Problem statement: Word for word, reproduce the records that follow.

..............................

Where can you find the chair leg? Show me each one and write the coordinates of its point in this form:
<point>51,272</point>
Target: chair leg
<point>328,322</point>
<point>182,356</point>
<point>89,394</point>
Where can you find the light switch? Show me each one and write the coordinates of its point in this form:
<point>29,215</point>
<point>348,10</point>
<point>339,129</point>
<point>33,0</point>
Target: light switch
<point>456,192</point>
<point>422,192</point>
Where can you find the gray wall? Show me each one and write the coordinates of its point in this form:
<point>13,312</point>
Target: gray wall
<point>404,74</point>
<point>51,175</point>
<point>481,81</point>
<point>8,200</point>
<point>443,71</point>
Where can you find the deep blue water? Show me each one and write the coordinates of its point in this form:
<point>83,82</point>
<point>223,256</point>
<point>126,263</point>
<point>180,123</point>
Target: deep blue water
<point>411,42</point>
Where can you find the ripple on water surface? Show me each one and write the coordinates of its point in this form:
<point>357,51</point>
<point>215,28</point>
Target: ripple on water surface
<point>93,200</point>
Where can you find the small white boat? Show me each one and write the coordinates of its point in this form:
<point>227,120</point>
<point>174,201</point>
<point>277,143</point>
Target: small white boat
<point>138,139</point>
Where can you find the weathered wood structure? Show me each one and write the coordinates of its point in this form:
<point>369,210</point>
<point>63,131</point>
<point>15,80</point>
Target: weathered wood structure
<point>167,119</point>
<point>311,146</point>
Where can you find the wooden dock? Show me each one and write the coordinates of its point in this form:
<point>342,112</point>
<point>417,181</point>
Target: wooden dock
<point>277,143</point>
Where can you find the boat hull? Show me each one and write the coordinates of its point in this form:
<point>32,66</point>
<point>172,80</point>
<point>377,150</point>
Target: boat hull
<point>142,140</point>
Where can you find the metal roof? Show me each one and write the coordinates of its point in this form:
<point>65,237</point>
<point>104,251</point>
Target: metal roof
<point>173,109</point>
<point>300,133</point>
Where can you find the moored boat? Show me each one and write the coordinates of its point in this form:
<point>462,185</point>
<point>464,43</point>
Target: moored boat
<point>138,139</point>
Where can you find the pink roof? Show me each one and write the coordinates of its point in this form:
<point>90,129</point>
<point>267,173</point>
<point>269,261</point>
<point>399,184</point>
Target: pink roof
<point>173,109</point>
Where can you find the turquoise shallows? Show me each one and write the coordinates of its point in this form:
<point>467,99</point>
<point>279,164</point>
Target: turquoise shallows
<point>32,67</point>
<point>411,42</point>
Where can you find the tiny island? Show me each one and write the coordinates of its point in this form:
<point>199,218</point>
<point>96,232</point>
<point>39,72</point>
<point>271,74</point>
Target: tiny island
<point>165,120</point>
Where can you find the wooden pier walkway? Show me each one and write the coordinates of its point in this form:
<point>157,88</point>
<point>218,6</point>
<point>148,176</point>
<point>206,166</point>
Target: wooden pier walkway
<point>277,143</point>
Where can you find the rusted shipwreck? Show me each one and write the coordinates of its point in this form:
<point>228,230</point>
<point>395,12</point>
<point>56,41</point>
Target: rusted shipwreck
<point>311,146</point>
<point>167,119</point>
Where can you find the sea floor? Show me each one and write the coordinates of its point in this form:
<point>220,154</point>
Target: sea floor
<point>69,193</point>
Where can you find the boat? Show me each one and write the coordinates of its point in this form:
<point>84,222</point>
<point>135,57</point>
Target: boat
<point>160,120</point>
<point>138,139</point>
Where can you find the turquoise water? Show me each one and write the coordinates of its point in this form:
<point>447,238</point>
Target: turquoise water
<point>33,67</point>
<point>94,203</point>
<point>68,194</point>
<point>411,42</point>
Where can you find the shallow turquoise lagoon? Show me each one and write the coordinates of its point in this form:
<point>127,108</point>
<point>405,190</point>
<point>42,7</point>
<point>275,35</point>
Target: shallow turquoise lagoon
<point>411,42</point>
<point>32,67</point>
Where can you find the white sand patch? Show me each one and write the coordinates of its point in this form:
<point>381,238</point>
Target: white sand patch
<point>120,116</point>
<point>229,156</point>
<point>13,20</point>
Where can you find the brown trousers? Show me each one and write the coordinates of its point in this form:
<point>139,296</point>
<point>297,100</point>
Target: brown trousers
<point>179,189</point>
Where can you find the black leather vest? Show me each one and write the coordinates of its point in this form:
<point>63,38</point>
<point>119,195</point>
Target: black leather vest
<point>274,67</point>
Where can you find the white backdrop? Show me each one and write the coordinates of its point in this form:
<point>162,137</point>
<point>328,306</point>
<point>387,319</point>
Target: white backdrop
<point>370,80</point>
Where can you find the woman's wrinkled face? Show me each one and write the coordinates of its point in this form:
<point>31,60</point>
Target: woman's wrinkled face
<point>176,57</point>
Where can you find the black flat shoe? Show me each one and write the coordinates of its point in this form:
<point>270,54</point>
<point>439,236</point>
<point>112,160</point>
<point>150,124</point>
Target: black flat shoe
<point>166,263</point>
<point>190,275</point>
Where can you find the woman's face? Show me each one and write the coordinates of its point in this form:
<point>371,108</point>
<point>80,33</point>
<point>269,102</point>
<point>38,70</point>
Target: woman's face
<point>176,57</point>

..............................

Task answer:
Where can you find the chair leg? Show me each one and write the coordinates of its point in this form:
<point>51,272</point>
Target: chair leg
<point>328,322</point>
<point>182,356</point>
<point>89,394</point>
Where can you find the light switch? Show me each one and write the coordinates of its point in this form:
<point>29,215</point>
<point>348,10</point>
<point>339,129</point>
<point>33,0</point>
Target: light switch
<point>456,192</point>
<point>422,192</point>
Where can you find the gray wall? Show me each one and write the coordinates of its point in this form:
<point>13,312</point>
Target: gray wall
<point>404,74</point>
<point>51,175</point>
<point>481,81</point>
<point>8,200</point>
<point>443,71</point>
Where can you find the deep blue water? Show me each one and write the coordinates of its point in this form:
<point>83,82</point>
<point>223,256</point>
<point>126,263</point>
<point>180,123</point>
Target: deep blue water
<point>411,42</point>
Where can you find the ripple on water surface? Show me each one and write the coordinates of its point in this form:
<point>357,51</point>
<point>215,28</point>
Target: ripple on water surface
<point>93,200</point>
Where can you find the small white boat? Show me each one and write the coordinates of its point in this form:
<point>227,120</point>
<point>174,201</point>
<point>277,143</point>
Target: small white boat
<point>138,139</point>
Where can you find the weathered wood structure? Show me each one and write the coordinates of its point in this form:
<point>369,210</point>
<point>63,131</point>
<point>15,80</point>
Target: weathered wood structure
<point>167,119</point>
<point>311,146</point>
Where can you find the wooden dock? Show me each one and write the coordinates of its point in this form:
<point>342,112</point>
<point>417,181</point>
Target: wooden dock
<point>277,143</point>
Where can you find the boat hull? Show me each one and write the coordinates of its point in this form:
<point>32,66</point>
<point>172,80</point>
<point>377,150</point>
Target: boat hull
<point>142,140</point>
Where can you find the metal roof? Show me each one and write the coordinates of its point in this form:
<point>65,237</point>
<point>104,251</point>
Target: metal roof
<point>173,109</point>
<point>300,133</point>
Where can you find the moored boat? Show me each one and write the coordinates of its point in this form:
<point>462,185</point>
<point>464,43</point>
Target: moored boat
<point>138,139</point>
Where can you find the pink roof? Show me each one and write the coordinates of its point in this form:
<point>90,129</point>
<point>267,173</point>
<point>269,261</point>
<point>399,184</point>
Target: pink roof
<point>173,109</point>
Where can you find the turquoise shallows? Show me each one and write the coordinates of its point in this form:
<point>467,99</point>
<point>279,164</point>
Target: turquoise shallows
<point>32,67</point>
<point>411,42</point>
Where can you find the tiny island? Show me each one and write the coordinates of its point in this form:
<point>199,218</point>
<point>96,232</point>
<point>39,72</point>
<point>271,74</point>
Target: tiny island
<point>165,120</point>
Where can you find the wooden pier walkway? Show me each one and write the coordinates of its point in this form:
<point>157,88</point>
<point>218,6</point>
<point>148,176</point>
<point>206,166</point>
Target: wooden pier walkway
<point>277,143</point>
Where can you find the rusted shipwreck? Show me each one and write the coordinates of its point in this form:
<point>228,230</point>
<point>395,12</point>
<point>56,41</point>
Target: rusted shipwreck
<point>311,146</point>
<point>167,119</point>
Where can you find the sea floor? Show me each one and write the coordinates of its point in this form:
<point>220,154</point>
Target: sea floor
<point>69,193</point>
Where can you find the boat? Show me each one and write the coordinates of its point in this form:
<point>84,222</point>
<point>135,57</point>
Target: boat
<point>160,120</point>
<point>138,139</point>
Where can you find the turquoise water? Show me each one and write the coordinates of its point in this form:
<point>447,238</point>
Target: turquoise water
<point>33,67</point>
<point>94,203</point>
<point>68,194</point>
<point>411,42</point>
Where can you find the shallow turquoise lagoon? Show me each one and write the coordinates of its point in this form:
<point>127,108</point>
<point>405,190</point>
<point>42,7</point>
<point>275,35</point>
Target: shallow turquoise lagoon
<point>411,42</point>
<point>32,67</point>
Where can you find the white sand patch? Show me each one and write the coordinates of its point in this form:
<point>381,238</point>
Target: white sand patch
<point>120,116</point>
<point>229,156</point>
<point>13,20</point>
Where can you find the brown trousers? Show me each one and write the coordinates of its point in this form:
<point>139,296</point>
<point>297,100</point>
Target: brown trousers
<point>179,189</point>
Where can you find the black leather vest? Show me each one and write the coordinates of its point in this form:
<point>63,38</point>
<point>119,195</point>
Target: black leather vest
<point>274,67</point>
Where can you find the white backdrop? Show me each one and write the coordinates of its point in this form:
<point>162,137</point>
<point>328,306</point>
<point>387,319</point>
Target: white backdrop
<point>370,80</point>
Where can you find the woman's wrinkled face? Show me each one and write the coordinates of its point in this form:
<point>31,60</point>
Target: woman's wrinkled face
<point>176,57</point>
Where can you find the black flat shoe? Show me each one and write the coordinates of its point in this form:
<point>270,54</point>
<point>439,236</point>
<point>112,160</point>
<point>150,124</point>
Target: black flat shoe
<point>166,263</point>
<point>190,275</point>
Where can you find the woman's face? Show me each one and write the coordinates of its point in this form:
<point>371,108</point>
<point>80,33</point>
<point>269,102</point>
<point>38,70</point>
Target: woman's face
<point>176,57</point>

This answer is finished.